(Records from a dataset)
[Start of section]
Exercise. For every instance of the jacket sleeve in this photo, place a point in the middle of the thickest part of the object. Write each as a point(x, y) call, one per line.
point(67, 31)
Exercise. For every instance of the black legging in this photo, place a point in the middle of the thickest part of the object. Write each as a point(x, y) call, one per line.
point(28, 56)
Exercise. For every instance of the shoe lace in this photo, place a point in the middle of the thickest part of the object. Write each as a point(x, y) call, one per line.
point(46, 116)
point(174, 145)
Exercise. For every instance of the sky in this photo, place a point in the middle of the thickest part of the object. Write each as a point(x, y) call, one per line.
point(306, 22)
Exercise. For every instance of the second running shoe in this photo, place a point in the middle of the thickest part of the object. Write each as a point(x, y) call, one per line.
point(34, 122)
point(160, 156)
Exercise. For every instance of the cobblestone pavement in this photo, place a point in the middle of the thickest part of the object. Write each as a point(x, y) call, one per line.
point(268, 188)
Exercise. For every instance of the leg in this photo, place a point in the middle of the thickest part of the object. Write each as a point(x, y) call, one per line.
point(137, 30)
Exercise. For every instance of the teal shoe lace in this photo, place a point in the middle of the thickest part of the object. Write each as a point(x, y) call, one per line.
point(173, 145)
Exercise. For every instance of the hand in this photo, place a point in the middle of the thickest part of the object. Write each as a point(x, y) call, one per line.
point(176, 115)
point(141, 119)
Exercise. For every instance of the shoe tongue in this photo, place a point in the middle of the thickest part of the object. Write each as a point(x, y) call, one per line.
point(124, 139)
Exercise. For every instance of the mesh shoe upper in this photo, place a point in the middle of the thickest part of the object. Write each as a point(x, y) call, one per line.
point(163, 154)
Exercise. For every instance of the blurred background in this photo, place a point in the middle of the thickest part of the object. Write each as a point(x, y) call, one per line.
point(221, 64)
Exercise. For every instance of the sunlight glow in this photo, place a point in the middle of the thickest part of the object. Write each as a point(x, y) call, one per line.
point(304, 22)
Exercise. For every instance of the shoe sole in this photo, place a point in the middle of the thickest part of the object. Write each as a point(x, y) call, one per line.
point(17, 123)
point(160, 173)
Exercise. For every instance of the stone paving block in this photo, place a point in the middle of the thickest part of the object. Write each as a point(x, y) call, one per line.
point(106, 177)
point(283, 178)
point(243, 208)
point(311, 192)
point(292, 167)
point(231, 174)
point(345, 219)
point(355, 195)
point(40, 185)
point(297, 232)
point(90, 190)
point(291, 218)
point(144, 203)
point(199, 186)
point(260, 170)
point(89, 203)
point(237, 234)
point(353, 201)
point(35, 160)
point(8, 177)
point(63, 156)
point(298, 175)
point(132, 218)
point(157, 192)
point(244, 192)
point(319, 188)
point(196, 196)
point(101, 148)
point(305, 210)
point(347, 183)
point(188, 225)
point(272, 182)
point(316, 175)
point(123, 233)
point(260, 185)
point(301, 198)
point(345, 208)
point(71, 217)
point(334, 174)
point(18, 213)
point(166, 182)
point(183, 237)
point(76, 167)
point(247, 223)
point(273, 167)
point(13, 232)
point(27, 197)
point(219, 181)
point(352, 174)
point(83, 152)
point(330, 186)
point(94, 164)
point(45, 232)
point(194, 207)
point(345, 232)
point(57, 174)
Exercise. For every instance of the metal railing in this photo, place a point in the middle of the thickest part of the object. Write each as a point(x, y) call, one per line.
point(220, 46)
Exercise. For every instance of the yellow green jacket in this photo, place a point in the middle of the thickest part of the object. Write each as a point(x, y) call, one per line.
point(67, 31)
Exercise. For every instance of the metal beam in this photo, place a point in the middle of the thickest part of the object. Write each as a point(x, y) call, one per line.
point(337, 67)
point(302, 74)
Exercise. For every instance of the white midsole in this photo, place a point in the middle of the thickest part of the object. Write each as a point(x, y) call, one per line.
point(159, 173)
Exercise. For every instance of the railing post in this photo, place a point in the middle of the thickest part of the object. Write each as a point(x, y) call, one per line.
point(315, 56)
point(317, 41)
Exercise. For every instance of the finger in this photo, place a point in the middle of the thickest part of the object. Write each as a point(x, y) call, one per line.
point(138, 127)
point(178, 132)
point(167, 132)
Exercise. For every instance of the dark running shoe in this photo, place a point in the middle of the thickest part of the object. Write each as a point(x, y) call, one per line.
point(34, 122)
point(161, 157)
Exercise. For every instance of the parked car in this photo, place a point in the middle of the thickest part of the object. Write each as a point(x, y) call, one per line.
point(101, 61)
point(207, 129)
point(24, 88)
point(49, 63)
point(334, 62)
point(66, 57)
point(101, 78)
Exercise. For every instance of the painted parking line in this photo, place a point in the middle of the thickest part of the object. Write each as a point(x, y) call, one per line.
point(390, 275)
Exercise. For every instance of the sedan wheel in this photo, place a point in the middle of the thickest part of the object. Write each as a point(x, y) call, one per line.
[End of section]
## What to produce:
Reproduce the entries exactly. Every word has to stay the same.

## Answer for this exercise:
Exercise. For every instance of the jacket sleeve in this photo, place a point in the middle of the thickest part of the object. Write each as a point(x, y) call, one per line.
point(67, 31)
Exercise. For every instance of the black legging in this photo, place a point in the middle of the thickest part of the object. Write each as a point(x, y) call, one per line.
point(28, 56)
Exercise. For every instance of the shoe lace in this photo, place a point in the middle of the thickest part of the object. Write each as a point(x, y) call, one per line.
point(46, 116)
point(174, 145)
Exercise. For every instance of the sky in this photo, place a point in the middle of the thickest part of the object. Write each as a point(x, y) call, one per line.
point(306, 22)
Exercise. For every instance of the second running shoe in this photo, place a point in the middle of the thickest part of the object. Write each as a point(x, y) call, one per line.
point(34, 122)
point(160, 156)
Exercise. For every instance of the cobblestone pavement in this photo, place a point in the middle of the thickest part of the object. Write each as a point(x, y) call, one per line.
point(268, 188)
Exercise. For every instance of the leg in this photo, place a point in the middle of the thickest part of the object. Write each as a point(x, y) call, one per line.
point(137, 30)
Exercise. For every instance of the teal shoe lace in this photo, place a point in the middle of the thickest part of the object. Write each as a point(x, y) call, one per line.
point(173, 145)
Exercise. For every instance of the hand in this photo, place a point in the middle of the thickest part of the object. Write each as a point(x, y) call, one per line.
point(176, 115)
point(141, 119)
Exercise. For every instance of the shoe tongue in this photo, place a point in the middle of the thickest part of the object. Write each as a point(x, y) call, one per line.
point(124, 139)
Exercise. For every instance of the mesh shoe upper in this photo, place a point in the middle of the thickest part of the object. Write each as a point(x, y) call, one per line.
point(163, 154)
Exercise. For every instance of the blurred background in this photo, place a point in the middle of the thickest part of the object. Write each as a point(x, y) call, one per line.
point(221, 64)
Exercise. For every instance of the sunlight glow in this photo, place a point in the middle of the thickest part of the object. Write each as a point(x, y) call, one per line.
point(304, 22)
Exercise. For every instance of the shoe sole in this photo, place a point in the middle of the thickest part of the object. Write each as a point(x, y) call, one per line.
point(17, 123)
point(160, 173)
Exercise. For every instance of the stone paving block in this photo, place a point in the middle of the thickest part of the object. Write each as a point(x, y) call, one per line.
point(106, 177)
point(283, 178)
point(243, 208)
point(311, 192)
point(292, 167)
point(231, 174)
point(345, 219)
point(355, 195)
point(40, 185)
point(297, 232)
point(90, 190)
point(291, 218)
point(144, 203)
point(199, 186)
point(260, 170)
point(89, 203)
point(237, 234)
point(353, 201)
point(35, 160)
point(8, 177)
point(63, 156)
point(298, 175)
point(132, 218)
point(157, 192)
point(244, 192)
point(319, 188)
point(196, 196)
point(101, 148)
point(305, 210)
point(347, 183)
point(188, 225)
point(272, 182)
point(316, 175)
point(123, 233)
point(260, 185)
point(301, 198)
point(345, 208)
point(71, 217)
point(334, 174)
point(18, 213)
point(166, 182)
point(183, 237)
point(76, 167)
point(247, 223)
point(273, 167)
point(13, 232)
point(27, 197)
point(219, 181)
point(352, 174)
point(83, 152)
point(330, 186)
point(94, 164)
point(45, 232)
point(194, 207)
point(345, 232)
point(57, 174)
Exercise. For every instance of the metal railing in this photo, place a point in the middle of the thickest part of the object. Write each as a point(x, y) call, one per line.
point(220, 46)
Exercise. For every instance of the yellow green jacket in this photo, place a point in the middle of the thickest part of the object. Write each as a point(x, y) call, one per line.
point(67, 31)
Exercise. For every instance of the metal beam in this photo, place a point in the middle of the thickest part of the object. Write each as a point(x, y) call, one per line.
point(337, 67)
point(302, 74)
Exercise. For every instance of the white midsole in this photo, place a point in the middle of the thickest part of the object. Write each as a point(x, y) call, one per line.
point(159, 173)
Exercise. For every instance of the railing post in this photo, place a point in the middle of the thickest part of the object. Write each as a point(x, y) call, one per line.
point(315, 56)
point(317, 41)
Exercise. For every instance of the finger in this photo, place a point in the middle of the thickest part of the object. Write each as a point(x, y) call, one per line.
point(138, 127)
point(178, 132)
point(167, 132)
Exercise. For every instance of the dark running shoe in this photo, place a point in the middle of the thickest part of the object. Write each as a point(x, y) call, one per line.
point(34, 122)
point(161, 157)
Exercise. For every instance of the parked car in this photo, place a point in the middle of the thickest part of the object. Write each as a point(x, y) call, one per line.
point(101, 61)
point(207, 129)
point(24, 88)
point(49, 63)
point(334, 62)
point(66, 57)
point(101, 78)
Exercise. For every instance of the painted parking line in this photo, place a point in the middle of the thickest part of the object. Write each as a point(x, y) call, one per line.
point(390, 275)
Exercise. For every instance of the sedan wheel in this photo, place a point in the middle of the thickest part of the object. Write each as a point(x, y) call, one per line.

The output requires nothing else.